### Work required
Please filter the material below, keeping only the lines that contain the string "background". The match is case-sensitive.

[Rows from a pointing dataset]
※

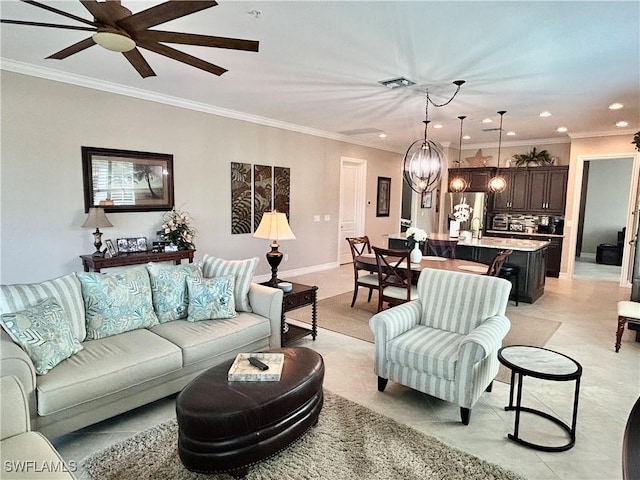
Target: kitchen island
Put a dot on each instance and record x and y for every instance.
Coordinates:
(529, 255)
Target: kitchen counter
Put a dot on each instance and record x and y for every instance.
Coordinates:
(524, 234)
(515, 244)
(530, 255)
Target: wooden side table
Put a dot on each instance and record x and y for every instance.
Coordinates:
(134, 258)
(299, 296)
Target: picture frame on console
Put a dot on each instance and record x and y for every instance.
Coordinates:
(111, 250)
(127, 181)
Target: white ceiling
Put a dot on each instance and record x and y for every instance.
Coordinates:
(320, 62)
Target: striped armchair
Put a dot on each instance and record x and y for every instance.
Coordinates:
(445, 343)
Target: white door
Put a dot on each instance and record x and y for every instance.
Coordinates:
(352, 204)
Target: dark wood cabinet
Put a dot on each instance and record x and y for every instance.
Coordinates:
(516, 195)
(548, 190)
(476, 178)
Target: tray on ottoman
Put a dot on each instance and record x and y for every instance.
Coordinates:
(228, 426)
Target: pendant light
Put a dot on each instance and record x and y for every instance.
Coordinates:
(498, 184)
(457, 183)
(422, 164)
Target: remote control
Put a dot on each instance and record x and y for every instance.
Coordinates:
(258, 364)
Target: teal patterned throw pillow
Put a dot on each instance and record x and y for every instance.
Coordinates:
(117, 303)
(169, 289)
(44, 333)
(210, 298)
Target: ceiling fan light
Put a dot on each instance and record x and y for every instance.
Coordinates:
(116, 42)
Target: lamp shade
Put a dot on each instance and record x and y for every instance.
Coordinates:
(96, 219)
(274, 226)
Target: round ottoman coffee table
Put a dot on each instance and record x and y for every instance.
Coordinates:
(229, 426)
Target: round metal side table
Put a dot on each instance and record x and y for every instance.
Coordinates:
(547, 365)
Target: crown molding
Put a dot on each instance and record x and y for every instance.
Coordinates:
(606, 133)
(103, 86)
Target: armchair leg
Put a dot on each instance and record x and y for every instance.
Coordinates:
(382, 384)
(465, 414)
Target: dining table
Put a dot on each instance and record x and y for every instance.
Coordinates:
(367, 261)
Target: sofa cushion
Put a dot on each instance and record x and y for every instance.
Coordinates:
(44, 332)
(169, 289)
(211, 338)
(429, 350)
(117, 303)
(105, 367)
(210, 298)
(66, 290)
(242, 270)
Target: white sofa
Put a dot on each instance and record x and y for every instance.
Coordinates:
(120, 372)
(25, 454)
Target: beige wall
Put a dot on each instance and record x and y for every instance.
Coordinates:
(44, 124)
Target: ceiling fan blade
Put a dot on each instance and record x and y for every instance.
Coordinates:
(75, 48)
(59, 12)
(174, 54)
(139, 63)
(163, 13)
(195, 39)
(99, 13)
(50, 25)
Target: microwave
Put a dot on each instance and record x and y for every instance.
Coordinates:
(501, 221)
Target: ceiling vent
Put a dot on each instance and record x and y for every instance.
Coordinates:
(397, 82)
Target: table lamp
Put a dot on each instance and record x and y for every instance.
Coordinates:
(274, 227)
(97, 218)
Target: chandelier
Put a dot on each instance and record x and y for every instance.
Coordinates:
(457, 183)
(498, 184)
(422, 164)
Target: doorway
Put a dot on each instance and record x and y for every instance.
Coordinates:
(605, 199)
(353, 176)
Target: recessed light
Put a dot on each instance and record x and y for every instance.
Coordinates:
(397, 82)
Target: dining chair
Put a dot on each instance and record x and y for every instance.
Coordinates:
(358, 247)
(496, 264)
(441, 248)
(394, 272)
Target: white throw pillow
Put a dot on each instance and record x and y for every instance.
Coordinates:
(242, 272)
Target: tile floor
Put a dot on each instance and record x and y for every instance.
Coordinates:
(610, 387)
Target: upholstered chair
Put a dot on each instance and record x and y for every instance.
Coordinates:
(445, 343)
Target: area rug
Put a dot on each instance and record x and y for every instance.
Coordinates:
(335, 313)
(349, 441)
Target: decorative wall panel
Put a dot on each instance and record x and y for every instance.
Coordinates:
(240, 198)
(281, 189)
(262, 192)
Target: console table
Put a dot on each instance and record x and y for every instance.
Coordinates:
(89, 262)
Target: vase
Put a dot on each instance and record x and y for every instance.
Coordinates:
(416, 253)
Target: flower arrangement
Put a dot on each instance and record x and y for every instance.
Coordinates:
(415, 235)
(176, 229)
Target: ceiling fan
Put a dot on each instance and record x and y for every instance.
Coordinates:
(117, 29)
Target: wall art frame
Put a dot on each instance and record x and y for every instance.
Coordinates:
(426, 200)
(126, 180)
(383, 197)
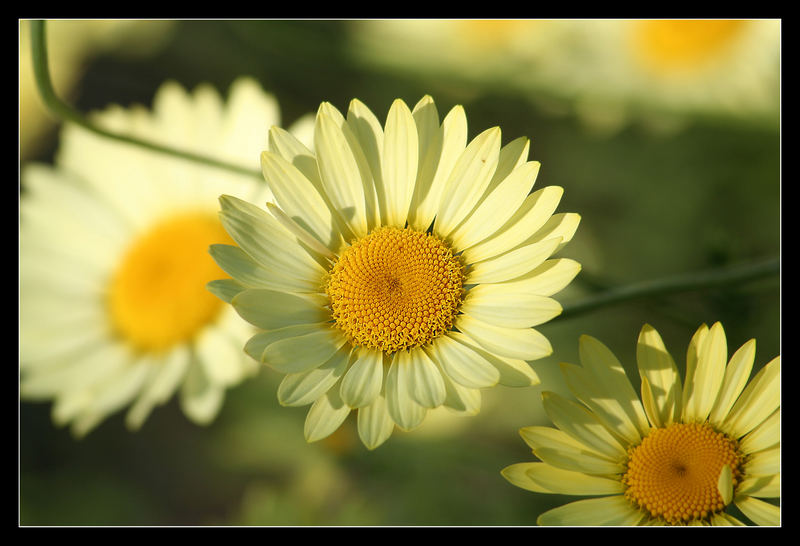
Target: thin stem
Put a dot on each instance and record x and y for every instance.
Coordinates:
(62, 110)
(681, 283)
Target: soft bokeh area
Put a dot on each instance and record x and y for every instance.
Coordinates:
(668, 148)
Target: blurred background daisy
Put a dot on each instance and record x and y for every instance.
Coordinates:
(653, 204)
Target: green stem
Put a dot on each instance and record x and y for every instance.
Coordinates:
(670, 285)
(62, 110)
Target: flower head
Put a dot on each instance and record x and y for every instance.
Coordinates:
(402, 268)
(681, 455)
(114, 260)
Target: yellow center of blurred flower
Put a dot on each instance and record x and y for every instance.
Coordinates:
(395, 289)
(490, 32)
(673, 473)
(676, 46)
(157, 296)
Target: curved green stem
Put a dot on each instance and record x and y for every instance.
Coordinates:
(62, 110)
(670, 285)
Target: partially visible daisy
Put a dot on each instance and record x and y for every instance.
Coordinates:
(401, 270)
(682, 455)
(654, 69)
(114, 260)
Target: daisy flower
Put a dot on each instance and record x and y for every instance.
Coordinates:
(683, 454)
(114, 260)
(401, 269)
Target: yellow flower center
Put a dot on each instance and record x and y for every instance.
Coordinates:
(157, 296)
(675, 46)
(395, 289)
(673, 473)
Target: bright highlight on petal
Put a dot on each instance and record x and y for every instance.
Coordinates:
(674, 470)
(364, 257)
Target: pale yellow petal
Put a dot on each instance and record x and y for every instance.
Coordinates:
(616, 510)
(758, 401)
(470, 176)
(657, 366)
(325, 416)
(435, 168)
(513, 264)
(736, 375)
(760, 512)
(399, 163)
(363, 381)
(531, 215)
(375, 425)
(519, 343)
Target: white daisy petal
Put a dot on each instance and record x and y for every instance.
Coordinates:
(303, 388)
(325, 416)
(374, 423)
(298, 197)
(340, 174)
(363, 381)
(399, 163)
(200, 398)
(110, 396)
(616, 510)
(764, 436)
(493, 212)
(403, 410)
(513, 264)
(266, 241)
(271, 309)
(517, 474)
(367, 131)
(303, 353)
(219, 357)
(758, 401)
(168, 374)
(520, 343)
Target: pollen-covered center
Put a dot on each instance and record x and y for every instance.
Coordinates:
(675, 46)
(157, 296)
(673, 473)
(395, 289)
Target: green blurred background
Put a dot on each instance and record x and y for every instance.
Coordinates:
(653, 204)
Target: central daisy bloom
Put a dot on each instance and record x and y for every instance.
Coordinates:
(401, 269)
(682, 454)
(395, 289)
(673, 473)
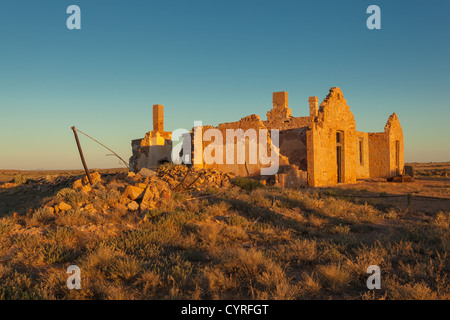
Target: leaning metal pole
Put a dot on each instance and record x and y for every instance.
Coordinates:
(81, 154)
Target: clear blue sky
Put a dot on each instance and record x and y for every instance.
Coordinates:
(215, 61)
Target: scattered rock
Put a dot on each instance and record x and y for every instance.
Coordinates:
(64, 206)
(86, 189)
(95, 177)
(132, 192)
(78, 184)
(133, 206)
(147, 173)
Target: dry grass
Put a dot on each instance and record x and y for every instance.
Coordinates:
(238, 243)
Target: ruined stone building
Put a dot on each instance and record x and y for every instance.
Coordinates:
(156, 147)
(320, 149)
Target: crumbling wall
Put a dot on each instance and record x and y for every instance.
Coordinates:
(292, 178)
(395, 135)
(378, 155)
(155, 147)
(251, 164)
(362, 158)
(333, 116)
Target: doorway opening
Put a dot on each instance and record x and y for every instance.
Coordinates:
(339, 147)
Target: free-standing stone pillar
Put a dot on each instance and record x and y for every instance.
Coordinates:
(158, 117)
(313, 106)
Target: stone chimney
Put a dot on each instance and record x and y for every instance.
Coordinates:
(313, 106)
(158, 117)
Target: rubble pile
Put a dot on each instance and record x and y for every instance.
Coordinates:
(126, 191)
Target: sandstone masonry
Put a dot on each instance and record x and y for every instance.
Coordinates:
(321, 149)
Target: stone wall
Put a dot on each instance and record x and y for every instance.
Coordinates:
(309, 147)
(333, 116)
(362, 161)
(155, 147)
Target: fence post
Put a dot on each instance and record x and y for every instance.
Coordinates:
(409, 198)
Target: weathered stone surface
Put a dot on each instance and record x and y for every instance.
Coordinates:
(145, 172)
(325, 146)
(95, 177)
(156, 147)
(78, 184)
(133, 206)
(64, 206)
(132, 192)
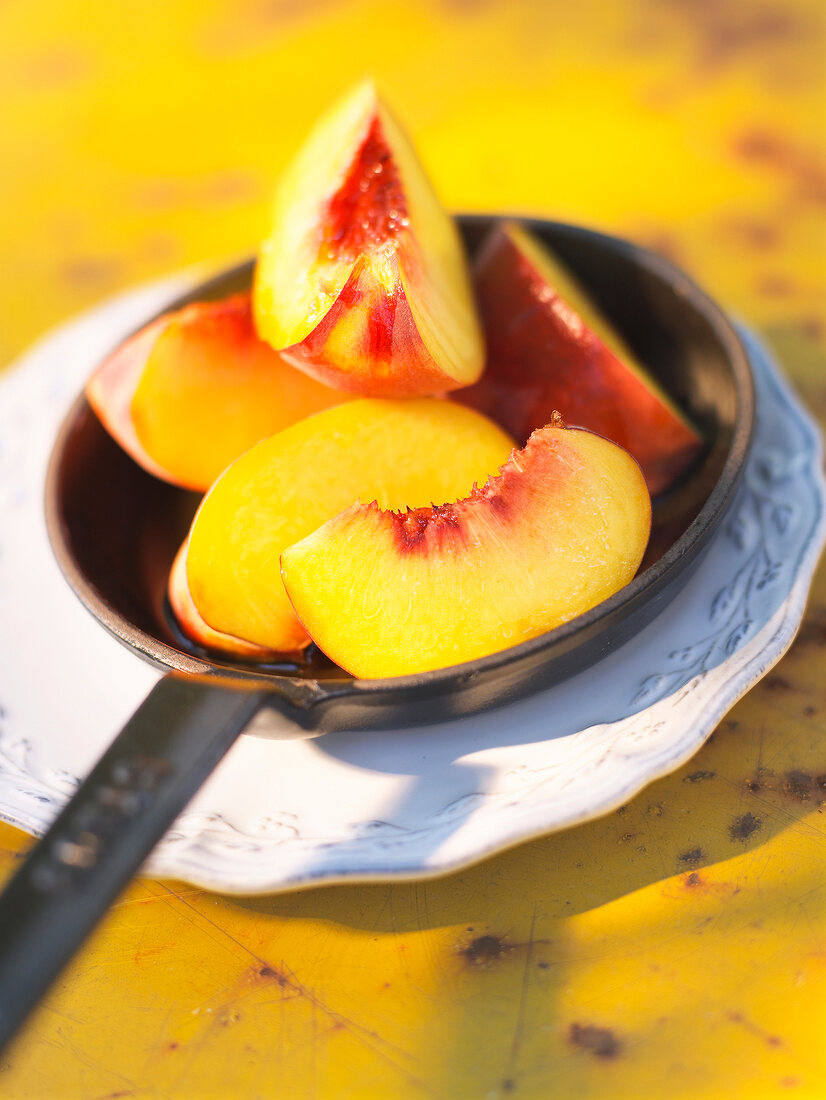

※

### Worked answer
Target: blurred background daisy
Target: green blurred background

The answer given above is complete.